Чета Гинзбургов занимала половину большого особняка. И были они пожилыми, лет эдак пятидесяти. Их дом был как волшебный остров среди враждебного и опасного моря: обильная, отборная еда, напитки, чистый сортир, просторные и хорошо обставленные комнаты. Все как бы из недалекого, но безвозвратного прошлого. А за большим столом, застланным белой скатертью, сидели знаменитые люди – литераторы, режиссеры, актеры… Я запомнил толстого режиссера Лукова, творца фильма “Большая жизнь”, и Алексея Толстого, – он недавно сказал по ташкентскому радио, что счастье, которое человечество безуспешно искало тысячи лет, наконец найдено и надежно хранится в ЦК партии.

Хозяева были со знаменитостями почтительны, но не лебезили. Знали себе цену. Они, видать. и прежде были хлебосольными, и теперь могли себе позволить пиры во время чумы: товарищ Гинзбург занимал какой-то высокий пост в системе снабжения населения, супруга было в его кадрах. Как-то она, смеясь, рассказала, как недовольный ею проситель пригрозил, что пожалуется ее начальнику, и скис, услышав, что начальник – ее муж.

Кроме супругов в доме имелась еще очень красивая молодая женщина с ребенком лет двух. Отношение к ней было сдержанное. Это были, как я понял, жена и дитя отсутствующего сына Саши. Хоть и отсутствующий, этот сын Саша как бы постоянно незримо присутствовал. О нем охотно и с гордостью рассказывали, его успехами восхищались. Он был многообещающий артист, драматург и поэт. Это он сочинил пьесу “Город на заре” – о том, как юные строители города Комсомольск-на-Амуре боролись со шпионами в своих рядах, – пьесу, которую перед войной с успехом поставил драматург Арбузов. Вопрос, зачем драматургу понадобилось ставить чужую пьесе, при этом не возникал.

Мне наизусть читались стихи сына Саши. Некоторые я, представьте себе, запомнил навсегда. Например, вот такие:

Я влюблен в шофершу нежно, робко.
Ей в подарок от меня коробка.
А в коробке той лежит манто вам
И стихи поэта Лермонтова.
По заборам я, голуба, лазаю,
Чтоб увидеть Вас, голубоглазую.

И так далее.

Маленький Галич с родителями

Нынешнее пребывание Саши не то что скрывалось, но утаивалось. По некоторым намекам судя, он находился где-то на северном Кавказе с какой-то важной миссией. Было понятно, что он не в армии, хотя по возрасту – 23 года – подходил. Заметной тревоги о сыне родители не выказывали, но, может быть, скрывали ее. Потому что сын Саша был, несомненно, кумиром и баловнем этой на редкость благополучной семьи.
····················
▶ [ЦЕЛЬ УПРАЖНЕНИЯ]
Как называется пьеса, которую, согласно тексту о семье Гинзбургов, сочинил их сын Саша?

▶ [ЗАПИСАННЫЕ СВЕДЕНИЯ]
····················
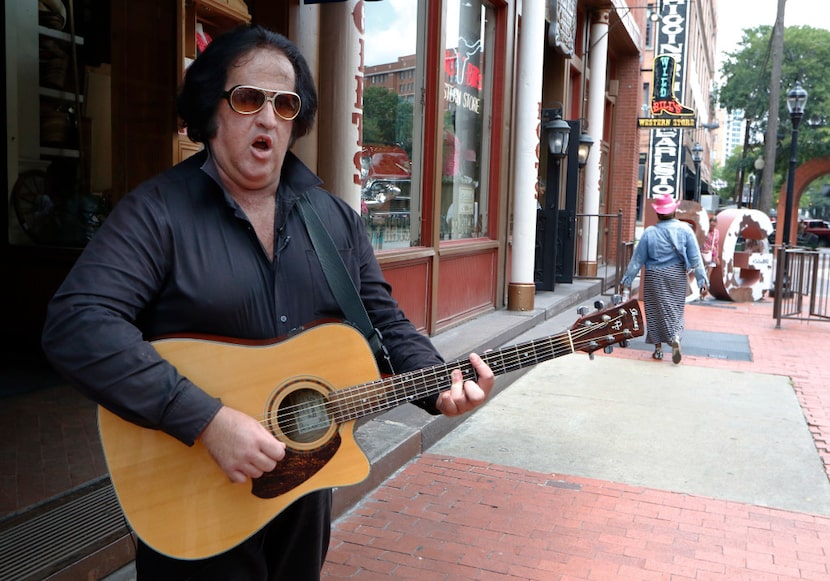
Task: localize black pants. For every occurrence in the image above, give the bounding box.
[135,490,331,581]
····················
▶ [РЕЗУЛЬТАТ ЗАДАНИЯ]
«Город на заре».